DOCUMENT PASSAGE:
+ + + + + + +
The Venus of Willendorf and the symbolic yet sensitive representation of a woman intrigued me. Her voluptuous figure may suggest that she must have led a life of leisure in order to gain so much weight and therefore offers a clue to her status. Further readings explained that Stone Age societies survived mostly through hunting and the chances are the women looked slimmer than how the Venus of Willendorf is portrayed. This implies that she had some special status and others would hunt for her. So was this a representation of beauty or just status? If it was also a representation of beauty I wonder what changed the beauty standards of today, will they change again in time? Are we trained to perceive beauty according to societies standards? Who even knows what physical beauty is? In any case, I found that both standards of beauty, from the Stone Age until today have been somewhat extreme of thin and obese figures to be classified as “ideal”…

- Nicole Brener

Nicole Ann Collazo said...

After last Thursday’s class, I am interested in learning more about Albrecht Durer. I found his works, such as the 15 woodcuts that together make up The Apocalypse and others like Adam and Eve interesting because of the detail that he is able to accomplish in a technique that seems so difficult to do. His works are complex and composed in a way that keeps the viewer entertained. After researching him a little more, it was interesting to see that as his health deteriorated later in his life, he focused mostly on portraits and illustrations. It showed that he was able to cover multiple focuses in his artwork. Before researching him, I had only known him for his printing and did not know that he was a painter. I thought it was interesting how he was able to excel in both and look forward to seeing more of his work.
+ + + + + + +
INFORMATION PROVIDED:
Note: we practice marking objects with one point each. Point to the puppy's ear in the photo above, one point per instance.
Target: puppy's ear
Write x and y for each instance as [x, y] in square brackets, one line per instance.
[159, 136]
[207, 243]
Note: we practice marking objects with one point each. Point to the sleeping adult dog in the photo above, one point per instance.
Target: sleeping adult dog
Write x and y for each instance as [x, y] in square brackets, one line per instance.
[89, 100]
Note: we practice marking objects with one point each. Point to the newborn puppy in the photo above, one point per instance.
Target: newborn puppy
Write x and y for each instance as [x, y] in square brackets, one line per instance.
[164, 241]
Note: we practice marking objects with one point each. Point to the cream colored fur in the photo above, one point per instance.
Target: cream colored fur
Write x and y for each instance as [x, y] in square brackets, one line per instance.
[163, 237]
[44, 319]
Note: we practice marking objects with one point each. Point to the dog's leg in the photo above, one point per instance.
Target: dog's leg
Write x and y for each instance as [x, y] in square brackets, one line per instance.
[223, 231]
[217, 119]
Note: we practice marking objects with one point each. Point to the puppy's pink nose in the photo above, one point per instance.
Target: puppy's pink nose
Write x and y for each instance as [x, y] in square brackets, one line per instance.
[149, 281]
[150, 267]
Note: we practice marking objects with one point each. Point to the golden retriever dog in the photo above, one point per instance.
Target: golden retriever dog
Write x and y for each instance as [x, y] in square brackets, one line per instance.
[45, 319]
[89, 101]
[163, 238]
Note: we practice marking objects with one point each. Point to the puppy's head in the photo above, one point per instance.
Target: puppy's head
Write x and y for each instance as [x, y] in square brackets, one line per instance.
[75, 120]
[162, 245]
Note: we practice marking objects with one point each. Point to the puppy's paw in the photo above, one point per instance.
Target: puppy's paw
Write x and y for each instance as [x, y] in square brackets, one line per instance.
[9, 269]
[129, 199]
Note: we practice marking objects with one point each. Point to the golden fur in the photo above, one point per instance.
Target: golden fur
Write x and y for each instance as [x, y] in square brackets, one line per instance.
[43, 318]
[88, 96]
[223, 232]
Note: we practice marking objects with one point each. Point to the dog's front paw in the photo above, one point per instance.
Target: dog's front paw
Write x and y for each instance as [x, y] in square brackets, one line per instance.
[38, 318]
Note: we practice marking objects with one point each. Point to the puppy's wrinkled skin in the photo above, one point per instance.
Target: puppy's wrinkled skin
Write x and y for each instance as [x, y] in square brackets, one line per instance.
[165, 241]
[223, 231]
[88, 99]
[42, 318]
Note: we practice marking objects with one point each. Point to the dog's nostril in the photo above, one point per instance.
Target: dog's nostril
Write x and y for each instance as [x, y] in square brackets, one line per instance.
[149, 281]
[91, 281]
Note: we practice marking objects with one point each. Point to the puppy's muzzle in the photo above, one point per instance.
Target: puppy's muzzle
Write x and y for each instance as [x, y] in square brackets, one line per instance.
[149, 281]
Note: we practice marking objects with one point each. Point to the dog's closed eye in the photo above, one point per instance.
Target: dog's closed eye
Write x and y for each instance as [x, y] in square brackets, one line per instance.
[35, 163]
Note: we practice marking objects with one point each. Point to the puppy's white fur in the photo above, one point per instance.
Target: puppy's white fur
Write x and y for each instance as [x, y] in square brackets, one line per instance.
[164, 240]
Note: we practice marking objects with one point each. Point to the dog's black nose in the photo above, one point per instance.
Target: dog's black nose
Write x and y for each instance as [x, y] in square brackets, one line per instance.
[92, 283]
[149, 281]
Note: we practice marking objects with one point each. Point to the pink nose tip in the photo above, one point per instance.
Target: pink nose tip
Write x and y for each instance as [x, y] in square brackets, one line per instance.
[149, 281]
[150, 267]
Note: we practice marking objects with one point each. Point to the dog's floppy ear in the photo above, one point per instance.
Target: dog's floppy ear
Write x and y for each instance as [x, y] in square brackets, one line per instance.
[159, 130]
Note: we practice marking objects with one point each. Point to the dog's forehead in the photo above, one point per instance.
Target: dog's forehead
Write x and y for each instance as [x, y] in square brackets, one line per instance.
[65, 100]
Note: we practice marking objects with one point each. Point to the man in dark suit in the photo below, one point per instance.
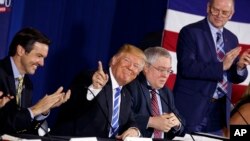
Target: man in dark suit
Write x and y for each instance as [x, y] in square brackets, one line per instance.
[91, 107]
[28, 50]
[153, 78]
[208, 64]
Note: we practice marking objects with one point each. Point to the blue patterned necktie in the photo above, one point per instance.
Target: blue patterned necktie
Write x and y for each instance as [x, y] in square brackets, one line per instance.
[222, 86]
[115, 114]
[19, 90]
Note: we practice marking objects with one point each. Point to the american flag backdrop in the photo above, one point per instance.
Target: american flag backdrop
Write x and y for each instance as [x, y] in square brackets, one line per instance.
[182, 12]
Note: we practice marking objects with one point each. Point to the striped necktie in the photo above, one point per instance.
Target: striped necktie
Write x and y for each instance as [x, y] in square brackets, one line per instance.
[19, 90]
[222, 86]
[115, 114]
[155, 112]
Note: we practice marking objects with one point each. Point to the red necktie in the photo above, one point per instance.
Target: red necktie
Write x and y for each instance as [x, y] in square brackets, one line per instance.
[222, 86]
[155, 112]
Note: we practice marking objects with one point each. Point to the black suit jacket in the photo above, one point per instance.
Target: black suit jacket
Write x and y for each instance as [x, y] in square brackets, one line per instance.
[80, 117]
[141, 102]
[14, 119]
[199, 71]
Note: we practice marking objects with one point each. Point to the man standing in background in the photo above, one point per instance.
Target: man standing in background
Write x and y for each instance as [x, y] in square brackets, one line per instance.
[208, 64]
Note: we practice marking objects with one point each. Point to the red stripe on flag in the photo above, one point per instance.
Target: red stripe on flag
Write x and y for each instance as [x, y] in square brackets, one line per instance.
[170, 41]
[237, 92]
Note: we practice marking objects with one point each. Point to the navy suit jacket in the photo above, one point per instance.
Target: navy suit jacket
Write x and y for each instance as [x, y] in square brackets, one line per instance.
[92, 118]
[14, 119]
[141, 102]
[199, 71]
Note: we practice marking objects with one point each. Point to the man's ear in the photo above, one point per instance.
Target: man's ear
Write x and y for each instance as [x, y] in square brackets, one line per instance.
[20, 50]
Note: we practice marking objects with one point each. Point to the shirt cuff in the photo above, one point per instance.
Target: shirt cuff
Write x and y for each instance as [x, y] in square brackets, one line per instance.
[39, 117]
[241, 72]
[138, 131]
[92, 93]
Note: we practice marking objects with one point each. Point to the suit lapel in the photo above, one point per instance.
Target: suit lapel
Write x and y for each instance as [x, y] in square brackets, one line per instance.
[12, 86]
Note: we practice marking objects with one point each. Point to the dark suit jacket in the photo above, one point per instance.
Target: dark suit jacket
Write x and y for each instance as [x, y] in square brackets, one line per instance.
[141, 102]
[199, 71]
[92, 118]
[12, 118]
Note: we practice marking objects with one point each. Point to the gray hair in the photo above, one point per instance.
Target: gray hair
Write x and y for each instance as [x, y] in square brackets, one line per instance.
[153, 53]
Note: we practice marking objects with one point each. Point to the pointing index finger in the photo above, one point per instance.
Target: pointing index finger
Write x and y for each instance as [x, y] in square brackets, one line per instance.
[100, 69]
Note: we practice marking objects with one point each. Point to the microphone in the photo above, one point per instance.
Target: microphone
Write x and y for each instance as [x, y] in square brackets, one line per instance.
[177, 115]
[99, 105]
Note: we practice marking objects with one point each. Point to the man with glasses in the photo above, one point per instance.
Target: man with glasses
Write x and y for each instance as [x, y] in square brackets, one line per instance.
[153, 102]
[208, 64]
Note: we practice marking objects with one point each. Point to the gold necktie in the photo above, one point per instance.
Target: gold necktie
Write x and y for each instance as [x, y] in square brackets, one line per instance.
[19, 90]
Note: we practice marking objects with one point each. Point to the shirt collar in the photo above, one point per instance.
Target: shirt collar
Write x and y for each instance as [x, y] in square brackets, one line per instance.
[16, 73]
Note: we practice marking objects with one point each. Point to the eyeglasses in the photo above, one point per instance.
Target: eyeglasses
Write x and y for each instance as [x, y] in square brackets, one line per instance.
[161, 70]
[128, 61]
[225, 14]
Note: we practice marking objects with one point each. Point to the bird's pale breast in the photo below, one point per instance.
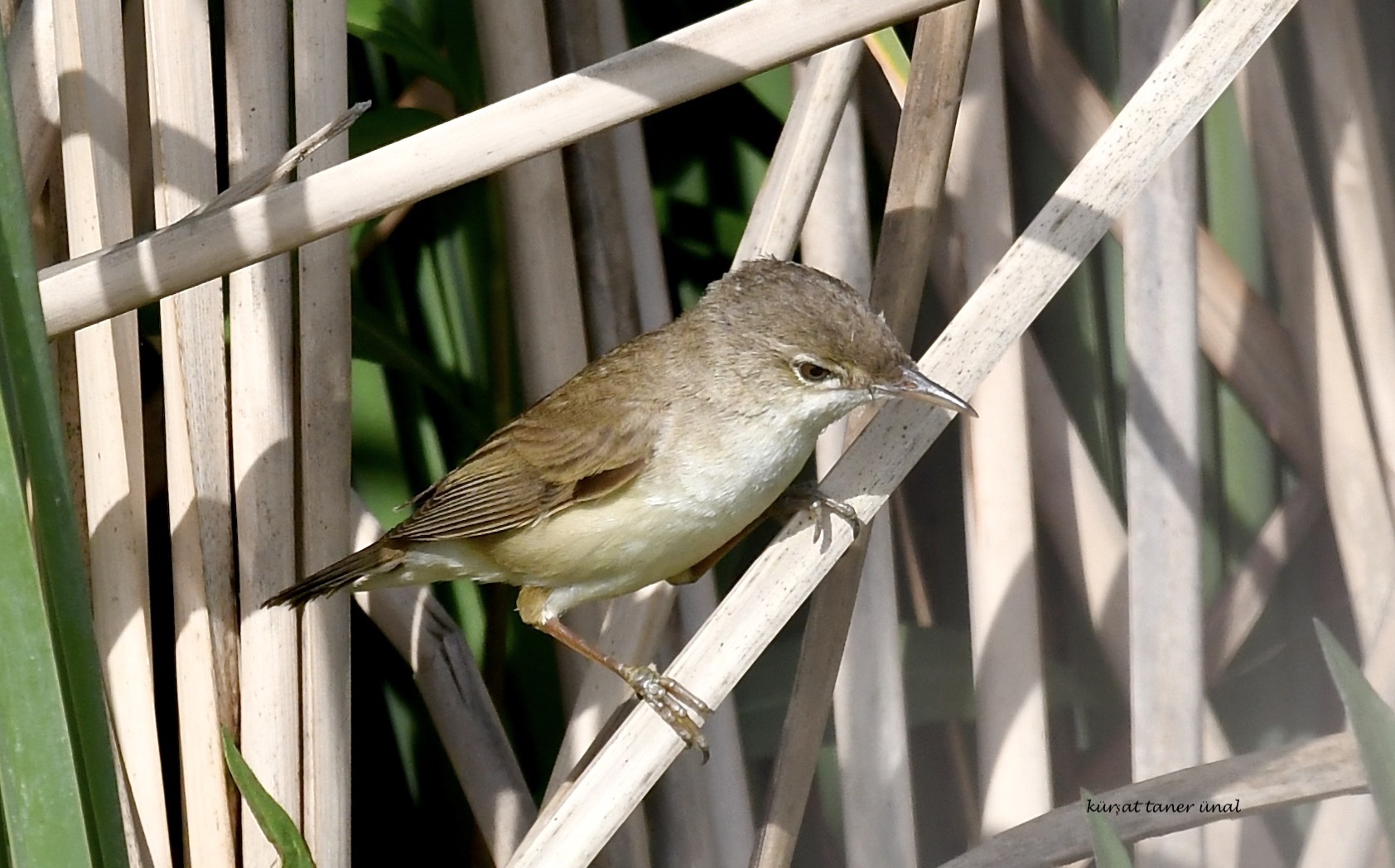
+ + + + + + +
PROBLEM:
Continue the art history class comments after Nicole Ann Collazo's remarks on Albrecht Durer. The lines above come from a different source than the art history class comments.

EXPECTED ANSWER:
-Nicole Collazo

Alyssa said...

The topic I found to be the most interesting was the history of the book. As stated, before the book, scripture was read on scrolls, and even before that on stone or wood carvings. It’s fascinating that the same design is still used today, just with a few changes in the binding and the type of paper. Another thing that I found really amazing about the history of books is the idea that man went from these continuous scrolls they were accustomed to, to the more, for lack of a better word, manageable size of the codex. Some historians believe that the codex was originally created to separate Christian texts from Hebrew scrolls. What I wonder is, was the design rejected at first? Was it a gradual realization that a different format would allow for better study, or was it a wholly accepted change based on a superiority complex?

- Alyssa Alvarez

Anonymous said...

Albrecht Durer can undoubtedly be considered one of the most influential and important figures in printmaking during the Northern Renaissance. Durer’s interests in Mathematical methods of rendering the human figure, animals, and objects was a great feat that was being developed further during his life time and is still taught to this day. (proportion, perceptual grid, ext...) Because such great personal records have been kept (his journal primarily) about Durer, we know many things about his travels, teachings and personal life. What has captivated me is Durer’s journey to the Netherlands and the mentioning of monetary struggles. (Pertaining to the sales of his prints). Also, the fact the Durer left behind a pretty wealth Estate following his death. It is no surprise, that through out history artist have relied on their proprietors (or upper class) to keep them working. But, what is even more interesting to me- is that during the Renaissance we see a boom in Art and Money. This was due to an expanding trade with Asia and other parts of Europe. The crusades aided in contributing to the wealth, bringing back Luxuries items from the Eastern world. The Mining of silver increased the flow of money as well. When reading about these events it is humorous to see -how little things have changed when it comes to money, art and power. Even the semi “rock star” status and pay that artist made and still do (if you’re a house name) seem strikingly similar. If topics of art and money interest you - I would recommend these books. What is Contemporary art? By Terry Smith. Privatizing Culture by Chin-Tao Wu.

- Thomas Engleman

Michelle said...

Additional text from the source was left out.